Originally published October 14, 2007 at 12:00 AM | Page modified October 14, 2007 at 2:00 AM
Show features Carlos Santana: loving son, mariachi violinist
Most people walking into a museum of popular music expect to see guitars. Maybe a drum set. But in an exhibit about Latino music, it was...
Seattle Times staff reporter
COURTESY OF SANTANA FAMILY
Carlos Santana, 10, fourth from left in front row, played in his father José's mariachi band. José Santana is center, third from left in the front row. "American Sabor," a Latin music exhibit at EMP, features Carlos Santana and showcases a violin he gave to his father in 1980.
Most people walking into a museum of popular music expect to see guitars. Maybe a drum set.
But in an exhibit about Latino music, it was critical to showcase accordions, the trombone and the 12-string guitar known as the bajo sexto, says Jasen Emmons, EMP's director of curatorial affairs.
Also featured in the new "American Sabor" exhibit: a violin purchased by Carlos Santana for his father José.
The gesture was significant on many different levels.
José Santana supported his family in Jalisco, Mexico, by playing the violin in a mariachi band. And it was José, Carlos Santana told Emmons recently, who "infected" him with music. "Because I saw his eyes when I was 5 years old ... and I saw how the people were looking at him," Carlos Santana recalled. "And right there and then I knew that that's all I ever wanted to do and be, is be adored the way people adore my father in this little town and then later on in Tijuana."
Carlos Santana was a youngster when he joined his father's band, also playing the violin. But in an interview he gave to Emmons, Santana talks about how he never really liked the instrument. Its smell. Its feel. Nor did he like playing where the band had its gigs: in some pretty filthy bars. Eventually the younger Santana shared his feelings with his father, who didn't take it well.
"I wasn't born to be a Mexican musician," Carlos Santana told Emmons. "I was born to be a multidimensional, inter, interdenominational musician who would not have any boundaries ... I'm one of the few. I'm one of the few, like Bob Marley, who has a universal tone."
Santana was still a kid when he eventually immigrated to San Francisco and fell in love with the blues and, most important for all of us, the guitar. His father, in fact, bought him his first guitar.
Carlos Santana bought the violin for his father in 1980, more than a decade after his breakthrough performance at Woodstock hurtled his band to double-platinum success. His father died in 1997.
A recorded interview with Carlos Santana and a photo showing the youngster playing alongside his father are included in the museum exhibit.

Stored data:

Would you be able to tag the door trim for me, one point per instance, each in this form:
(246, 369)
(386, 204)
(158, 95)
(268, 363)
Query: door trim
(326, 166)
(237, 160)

What the task asks:
Reproduce the stretch of the Carlos Santana article above from "Also featured in" through "many different levels.", keeping every word and punctuation mark unchanged.

Result of this exercise:
Also featured in the new "American Sabor" exhibit: a violin purchased by Carlos Santana for his father José.
The gesture was significant on many different levels.